REQUIREMENT 1: Decide whether each statement below agrees with the diary entry. For each, answer yes or no and quote the words of the entry that decide it: (a) The writer learned Act 1 of Macbeth. (b) Grandma said that boys with long hair have good breeding. (c) The writer likes Strawberry Fields better than Penny Lane.

PAGE:
• • • • • • •
PENNY LANE

PENNY LANE

S U N D A Y,  1 2  F E B

Talk about a cold: I had to blow my nose every five minutes. I’m not exaggerating.

Learnt Act 1 of Macbeth. Ma and Chump gardened a lot and the weather was glorious. I went out once to see Rabbit.

London Grandma and Grandpa came for tea. Grandma’s wonderful in some ways but she is the biggest snob I know. In her marvellous Dutch accent she said today that boys with long hair are “common slobs with no breeding”!!! Coming from her background she probably can’t help it, she has twelve Christian names for a start. Grandpa looked adorable in his old knee-britches and corduroy jacket.

This funny old man on television analysed Strawberry Fields and compared it to classical music!

Personally I prefer Penny Lane which is, as Alan Freeman said, more commercial.

Penny Lane

“In Penny Lane there is a fireman with an hourglass,/ And in his pocket is a portrait of the Queen./ He likes to keep his fire engine clean,/ It's a clean machine.”

Penny Lane was released as a double a-side with Strawberry Fields Forever, a glorious creation that opened the doors to the Sergeant Pepper album and set the stage for the summer of love.
• • • • • • •
REQUIREMENT 2: Echo the records, starting from their first line and continuing up to and including the line that contains "[254,449,306,566]".

Items from a labeling collection:
• • • • • • •
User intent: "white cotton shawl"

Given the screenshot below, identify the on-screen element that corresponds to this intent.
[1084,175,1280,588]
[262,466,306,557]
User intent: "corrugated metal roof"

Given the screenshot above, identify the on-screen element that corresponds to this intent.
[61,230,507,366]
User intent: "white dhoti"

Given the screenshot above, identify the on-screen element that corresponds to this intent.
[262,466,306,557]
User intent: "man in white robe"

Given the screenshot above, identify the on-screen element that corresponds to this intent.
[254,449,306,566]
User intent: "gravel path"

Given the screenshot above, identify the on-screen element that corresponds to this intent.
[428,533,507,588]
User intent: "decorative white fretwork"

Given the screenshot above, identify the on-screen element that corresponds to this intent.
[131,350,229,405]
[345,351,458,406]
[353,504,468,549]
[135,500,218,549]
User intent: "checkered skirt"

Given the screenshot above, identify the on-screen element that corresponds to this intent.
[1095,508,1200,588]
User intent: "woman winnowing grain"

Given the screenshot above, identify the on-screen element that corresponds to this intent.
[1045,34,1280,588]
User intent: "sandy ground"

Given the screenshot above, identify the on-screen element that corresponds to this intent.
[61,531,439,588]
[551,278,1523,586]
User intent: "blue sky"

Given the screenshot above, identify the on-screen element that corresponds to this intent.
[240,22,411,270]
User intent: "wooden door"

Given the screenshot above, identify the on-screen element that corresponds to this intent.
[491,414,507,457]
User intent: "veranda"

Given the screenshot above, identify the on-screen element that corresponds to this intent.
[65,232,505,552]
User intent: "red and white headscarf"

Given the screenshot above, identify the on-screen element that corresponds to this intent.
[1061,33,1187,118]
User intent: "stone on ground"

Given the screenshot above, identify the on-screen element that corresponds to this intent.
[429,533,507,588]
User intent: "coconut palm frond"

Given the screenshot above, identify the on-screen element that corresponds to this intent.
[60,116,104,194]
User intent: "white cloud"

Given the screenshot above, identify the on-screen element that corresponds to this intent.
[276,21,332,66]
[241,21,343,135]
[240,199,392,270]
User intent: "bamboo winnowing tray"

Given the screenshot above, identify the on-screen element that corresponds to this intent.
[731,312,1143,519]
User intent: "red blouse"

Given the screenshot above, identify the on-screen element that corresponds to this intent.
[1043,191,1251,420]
• • • • • • •
CORRECT RESPONSE 1:
(a) Yes: "Learnt Act 1 of Macbeth."
(b) No: "boys with long hair are “common slobs with no breeding”"
(c) No: "Personally I prefer Penny Lane which is, as Alan Freeman said, more commercial."

CORRECT RESPONSE 2:
User intent: "white cotton shawl"

Given the screenshot below, identify the on-screen element that corresponds to this intent.
[1084,175,1280,588]
[262,466,306,557]
User intent: "corrugated metal roof"

Given the screenshot above, identify the on-screen element that corresponds to this intent.
[61,230,507,366]
User intent: "white dhoti"

Given the screenshot above, identify the on-screen element that corresponds to this intent.
[262,466,306,557]
User intent: "man in white robe"

Given the screenshot above, identify the on-screen element that corresponds to this intent.
[254,449,306,566]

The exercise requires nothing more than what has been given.